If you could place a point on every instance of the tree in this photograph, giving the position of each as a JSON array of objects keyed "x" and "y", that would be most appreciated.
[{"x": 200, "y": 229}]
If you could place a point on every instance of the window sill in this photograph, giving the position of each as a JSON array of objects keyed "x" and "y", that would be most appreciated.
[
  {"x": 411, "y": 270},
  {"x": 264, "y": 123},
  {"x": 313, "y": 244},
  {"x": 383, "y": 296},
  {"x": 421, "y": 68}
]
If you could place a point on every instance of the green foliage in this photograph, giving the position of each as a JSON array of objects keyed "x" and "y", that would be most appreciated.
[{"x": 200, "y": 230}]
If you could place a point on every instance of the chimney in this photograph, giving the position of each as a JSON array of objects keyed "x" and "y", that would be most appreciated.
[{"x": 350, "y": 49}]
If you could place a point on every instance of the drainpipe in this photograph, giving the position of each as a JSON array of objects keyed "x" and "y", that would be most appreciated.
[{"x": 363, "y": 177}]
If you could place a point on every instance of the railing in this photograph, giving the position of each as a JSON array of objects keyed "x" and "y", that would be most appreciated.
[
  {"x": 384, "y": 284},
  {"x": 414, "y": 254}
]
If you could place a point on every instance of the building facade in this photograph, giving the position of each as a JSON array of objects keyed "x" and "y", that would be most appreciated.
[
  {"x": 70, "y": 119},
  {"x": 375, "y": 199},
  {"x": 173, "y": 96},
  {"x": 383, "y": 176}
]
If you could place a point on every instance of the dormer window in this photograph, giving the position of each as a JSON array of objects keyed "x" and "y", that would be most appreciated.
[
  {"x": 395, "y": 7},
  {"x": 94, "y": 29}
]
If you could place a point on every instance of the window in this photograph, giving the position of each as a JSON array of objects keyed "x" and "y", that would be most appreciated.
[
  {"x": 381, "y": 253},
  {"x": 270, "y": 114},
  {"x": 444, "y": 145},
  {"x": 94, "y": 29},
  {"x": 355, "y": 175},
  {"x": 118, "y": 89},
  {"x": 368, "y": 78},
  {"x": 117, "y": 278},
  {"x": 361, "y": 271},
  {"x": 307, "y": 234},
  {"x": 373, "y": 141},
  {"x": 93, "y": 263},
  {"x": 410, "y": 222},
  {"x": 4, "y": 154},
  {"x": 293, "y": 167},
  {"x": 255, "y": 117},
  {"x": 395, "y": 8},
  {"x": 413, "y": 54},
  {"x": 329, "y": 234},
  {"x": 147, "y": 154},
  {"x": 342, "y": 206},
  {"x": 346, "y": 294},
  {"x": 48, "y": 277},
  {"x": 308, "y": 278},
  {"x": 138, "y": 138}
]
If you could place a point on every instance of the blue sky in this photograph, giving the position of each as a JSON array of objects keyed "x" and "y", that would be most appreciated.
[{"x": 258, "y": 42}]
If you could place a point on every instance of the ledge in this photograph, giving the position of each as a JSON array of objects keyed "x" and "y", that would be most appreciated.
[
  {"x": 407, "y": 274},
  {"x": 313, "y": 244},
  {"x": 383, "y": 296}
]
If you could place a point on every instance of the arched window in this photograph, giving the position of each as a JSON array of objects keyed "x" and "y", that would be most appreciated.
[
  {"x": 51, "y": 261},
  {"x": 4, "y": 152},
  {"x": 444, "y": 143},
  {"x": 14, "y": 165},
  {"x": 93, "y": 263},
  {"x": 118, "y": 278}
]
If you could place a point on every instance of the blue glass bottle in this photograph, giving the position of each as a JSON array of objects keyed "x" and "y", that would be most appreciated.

**Aim of the exercise**
Copy out all of the records shown above exactly.

**Answer below**
If you could place a point on every instance of the tree in this photograph, giving the position of each as a JSON array of objects keyed "x" and "y", that would be most appreciated.
[{"x": 200, "y": 229}]
If you could place a point on every instance of the window sill in this photograph, giving the position of each as a JSON array of objects keyed "x" and "y", that would be most appreciated.
[
  {"x": 411, "y": 270},
  {"x": 264, "y": 123},
  {"x": 313, "y": 244},
  {"x": 383, "y": 296},
  {"x": 421, "y": 68}
]
If you could place a point on every instance of the green foliage in this photograph, giving the position of each as a JSON array of objects keyed "x" and "y", that would be most appreciated.
[{"x": 200, "y": 230}]
If you could place a point on every instance of the chimney in this photograph, giving the position of each as a JSON array of objects keyed "x" and "y", that would be most appreciated.
[{"x": 350, "y": 49}]
If you could place a point on every instance of the drainpipe in this photograph, giving the position of each as a JSON array of objects keyed "x" and "y", that would be most appreciated.
[{"x": 363, "y": 177}]
If you could place a point on every instance of the railing in this photograph, giving the position of each as a JSON array of objects keyed "x" and "y", that would be most appreciated.
[
  {"x": 384, "y": 284},
  {"x": 414, "y": 254}
]
If you could place a point on every instance of the building facade in this photograph, giving the position of each as a JSON array of objects keyed "x" and "y", that would be most appreciated.
[
  {"x": 70, "y": 119},
  {"x": 375, "y": 199},
  {"x": 173, "y": 96},
  {"x": 383, "y": 176}
]
If you could place a point on every instance of the dormer window in this photograph, giving the position of each as a JSON array of objects keyed "x" and "y", that would be most appreciated.
[
  {"x": 395, "y": 7},
  {"x": 94, "y": 29}
]
If you could place a point on every instance of the window in this photograph, giving the position of each as a JSON array of objects keyed "x" and "y", that would be most appreciated.
[
  {"x": 381, "y": 253},
  {"x": 270, "y": 114},
  {"x": 444, "y": 145},
  {"x": 94, "y": 29},
  {"x": 355, "y": 175},
  {"x": 118, "y": 89},
  {"x": 368, "y": 78},
  {"x": 117, "y": 278},
  {"x": 361, "y": 271},
  {"x": 307, "y": 234},
  {"x": 373, "y": 141},
  {"x": 93, "y": 263},
  {"x": 410, "y": 222},
  {"x": 4, "y": 154},
  {"x": 293, "y": 167},
  {"x": 255, "y": 117},
  {"x": 395, "y": 8},
  {"x": 413, "y": 54},
  {"x": 329, "y": 234},
  {"x": 147, "y": 154},
  {"x": 342, "y": 206},
  {"x": 346, "y": 294},
  {"x": 48, "y": 277},
  {"x": 308, "y": 278},
  {"x": 138, "y": 138}
]
If you could place a point on every instance of the blue sky in this photograph, giving the position of each as a JSON array of objects keyed "x" and "y", that would be most appreciated.
[{"x": 258, "y": 42}]
If you could place a point on every instance of the ledge in this photograph, giving the position of each as a JSON array of objects keyed "x" and "y", that would be most appreciated.
[
  {"x": 407, "y": 274},
  {"x": 313, "y": 244},
  {"x": 383, "y": 296}
]
If you could place a point on every instance of the arched window in this photograph, giving the position of each as a JSON array of objects keyed "x" and "y", that would be most appreciated.
[
  {"x": 51, "y": 261},
  {"x": 4, "y": 152},
  {"x": 444, "y": 143},
  {"x": 14, "y": 165},
  {"x": 93, "y": 263},
  {"x": 118, "y": 278}
]
If you could place a point on every instance of the blue glass bottle in this photograph, giving the position of each as a JSON array of objects keyed "x" and "y", that would be most appreciated.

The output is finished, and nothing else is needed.